**Your task**
Copy the records below, changing every occurrence of "rough mask" to "coarse mask" and leaving everything else untouched.

**The data**
○ ○ ○ ○

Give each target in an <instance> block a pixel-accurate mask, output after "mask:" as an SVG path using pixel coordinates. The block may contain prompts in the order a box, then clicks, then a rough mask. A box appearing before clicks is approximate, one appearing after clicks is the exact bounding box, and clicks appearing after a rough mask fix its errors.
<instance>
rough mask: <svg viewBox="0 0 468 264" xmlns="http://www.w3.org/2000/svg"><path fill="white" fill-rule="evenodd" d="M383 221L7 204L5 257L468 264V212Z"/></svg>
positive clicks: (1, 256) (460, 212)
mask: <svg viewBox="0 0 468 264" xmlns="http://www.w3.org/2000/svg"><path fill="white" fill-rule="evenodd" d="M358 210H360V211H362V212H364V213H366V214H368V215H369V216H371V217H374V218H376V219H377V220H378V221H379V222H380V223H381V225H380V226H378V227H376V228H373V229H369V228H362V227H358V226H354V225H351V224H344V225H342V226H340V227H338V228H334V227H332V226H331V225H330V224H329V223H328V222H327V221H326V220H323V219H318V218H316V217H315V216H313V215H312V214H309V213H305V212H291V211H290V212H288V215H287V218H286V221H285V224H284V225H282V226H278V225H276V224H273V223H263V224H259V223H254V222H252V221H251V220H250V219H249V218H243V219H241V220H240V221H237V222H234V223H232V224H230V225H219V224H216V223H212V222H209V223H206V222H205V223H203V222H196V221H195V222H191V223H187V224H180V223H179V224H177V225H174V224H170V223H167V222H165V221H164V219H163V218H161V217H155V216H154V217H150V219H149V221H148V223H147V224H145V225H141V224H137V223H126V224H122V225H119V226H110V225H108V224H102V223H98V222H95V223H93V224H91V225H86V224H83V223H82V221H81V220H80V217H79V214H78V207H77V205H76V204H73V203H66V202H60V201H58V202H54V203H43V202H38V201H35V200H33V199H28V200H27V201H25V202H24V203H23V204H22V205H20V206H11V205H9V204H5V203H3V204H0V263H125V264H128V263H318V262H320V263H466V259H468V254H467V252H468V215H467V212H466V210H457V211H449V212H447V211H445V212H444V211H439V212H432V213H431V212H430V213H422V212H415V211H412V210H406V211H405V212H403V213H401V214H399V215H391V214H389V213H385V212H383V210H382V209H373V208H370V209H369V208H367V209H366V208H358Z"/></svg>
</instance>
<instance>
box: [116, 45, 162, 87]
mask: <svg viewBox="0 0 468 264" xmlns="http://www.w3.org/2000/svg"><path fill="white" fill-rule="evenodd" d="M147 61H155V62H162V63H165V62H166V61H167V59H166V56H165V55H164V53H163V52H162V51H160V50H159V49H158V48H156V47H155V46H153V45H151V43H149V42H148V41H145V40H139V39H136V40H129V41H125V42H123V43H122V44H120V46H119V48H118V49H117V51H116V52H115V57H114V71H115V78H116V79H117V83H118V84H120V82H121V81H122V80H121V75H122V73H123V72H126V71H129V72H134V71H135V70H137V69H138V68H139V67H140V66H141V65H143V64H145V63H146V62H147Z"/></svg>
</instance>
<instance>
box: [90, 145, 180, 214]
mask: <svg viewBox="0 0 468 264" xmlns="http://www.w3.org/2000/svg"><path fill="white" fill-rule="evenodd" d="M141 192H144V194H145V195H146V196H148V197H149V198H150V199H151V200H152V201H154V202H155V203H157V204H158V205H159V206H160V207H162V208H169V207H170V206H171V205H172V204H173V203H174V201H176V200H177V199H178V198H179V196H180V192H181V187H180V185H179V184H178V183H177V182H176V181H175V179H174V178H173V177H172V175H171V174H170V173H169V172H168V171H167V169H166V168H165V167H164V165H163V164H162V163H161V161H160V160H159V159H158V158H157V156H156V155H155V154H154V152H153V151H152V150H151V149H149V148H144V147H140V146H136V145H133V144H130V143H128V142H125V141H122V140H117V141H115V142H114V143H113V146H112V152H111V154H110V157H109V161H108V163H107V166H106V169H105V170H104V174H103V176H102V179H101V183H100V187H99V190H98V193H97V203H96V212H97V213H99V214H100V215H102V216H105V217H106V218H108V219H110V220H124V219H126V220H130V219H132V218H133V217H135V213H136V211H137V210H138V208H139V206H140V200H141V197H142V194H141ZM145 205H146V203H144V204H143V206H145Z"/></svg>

○ ○ ○ ○

**Task output**
Give each target in an <instance> block a pixel-accurate mask, output after "mask:" as an SVG path using pixel coordinates. The block may contain prompts in the order a box, then clicks, then a coarse mask. A box appearing before clicks is approximate, one appearing after clicks is the exact bounding box, and clicks appearing after a coarse mask fix its errors.
<instance>
coarse mask: <svg viewBox="0 0 468 264" xmlns="http://www.w3.org/2000/svg"><path fill="white" fill-rule="evenodd" d="M383 221L7 204L5 257L468 264V212Z"/></svg>
positive clicks: (1, 256) (460, 212)
mask: <svg viewBox="0 0 468 264" xmlns="http://www.w3.org/2000/svg"><path fill="white" fill-rule="evenodd" d="M358 210H360V211H362V212H364V213H366V214H368V215H369V216H371V217H374V218H376V219H377V220H378V221H379V222H380V223H381V225H380V226H378V227H376V228H373V229H369V228H362V227H358V226H354V225H351V224H344V225H342V226H340V227H338V228H334V227H332V226H331V225H330V224H329V223H328V222H327V221H326V220H323V219H318V218H316V217H315V216H313V215H312V214H309V213H305V212H291V211H290V212H288V215H287V218H286V221H285V224H284V225H282V226H278V225H276V224H273V223H263V224H259V223H254V222H252V221H251V220H250V219H249V218H243V219H241V220H240V221H237V222H234V223H232V224H230V225H219V224H216V223H212V222H209V223H206V222H205V223H203V222H196V221H195V222H191V223H187V224H180V223H179V224H177V225H174V224H170V223H167V222H165V221H164V219H163V218H161V217H155V216H154V217H150V219H149V221H148V223H147V224H145V225H141V224H137V223H126V224H122V225H119V226H110V225H108V224H102V223H98V222H95V223H93V224H91V225H86V224H83V223H82V221H81V220H80V217H79V214H78V207H77V205H76V204H73V203H66V202H60V201H58V202H54V203H43V202H38V201H35V200H33V199H28V200H27V201H25V202H24V203H23V204H22V205H20V206H11V205H9V204H5V203H3V204H0V263H125V264H128V263H318V262H320V263H466V259H468V254H467V252H468V215H467V212H466V210H457V211H449V212H447V211H445V212H444V211H439V212H432V213H431V212H430V213H422V212H415V211H412V210H406V211H405V212H403V213H401V214H399V215H391V214H389V213H385V212H383V210H382V209H373V208H370V209H369V208H367V209H366V208H358Z"/></svg>
</instance>
<instance>
box: [116, 45, 162, 87]
mask: <svg viewBox="0 0 468 264" xmlns="http://www.w3.org/2000/svg"><path fill="white" fill-rule="evenodd" d="M147 61H155V62H162V63H165V62H166V61H167V59H166V56H165V55H164V53H163V52H162V51H160V50H159V49H158V48H156V47H155V46H153V45H151V43H149V42H148V41H145V40H139V39H136V40H129V41H125V42H123V43H122V44H120V46H119V48H118V49H117V51H116V52H115V57H114V71H115V78H116V79H117V83H118V84H120V82H121V81H122V80H121V75H122V73H123V72H126V71H129V72H134V71H135V70H137V69H138V68H139V67H140V66H141V65H143V64H145V63H146V62H147Z"/></svg>
</instance>
<instance>
box: [90, 145, 180, 214]
mask: <svg viewBox="0 0 468 264" xmlns="http://www.w3.org/2000/svg"><path fill="white" fill-rule="evenodd" d="M141 192H144V194H145V195H146V196H148V197H149V198H150V199H151V200H152V201H154V202H155V203H157V204H158V205H159V206H160V207H162V208H169V207H170V206H171V205H172V204H173V203H174V201H176V200H177V199H178V198H179V196H180V192H181V187H180V185H179V184H178V183H177V182H176V181H175V179H174V178H173V177H172V175H171V174H170V173H169V172H168V171H167V169H166V168H165V167H164V165H163V164H162V163H161V161H160V160H159V159H158V158H157V156H156V155H155V154H154V152H153V151H152V150H151V149H149V148H144V147H140V146H136V145H133V144H130V143H128V142H125V141H122V140H117V141H115V142H114V143H113V146H112V152H111V154H110V157H109V161H108V163H107V166H106V169H105V170H104V174H103V176H102V179H101V183H100V187H99V190H98V193H97V203H96V212H97V213H99V214H100V215H102V216H105V217H106V218H108V219H110V220H124V219H126V220H130V219H132V218H133V217H135V213H136V211H137V210H138V208H139V206H140V200H141V197H142V194H141ZM145 205H146V203H144V204H143V206H145Z"/></svg>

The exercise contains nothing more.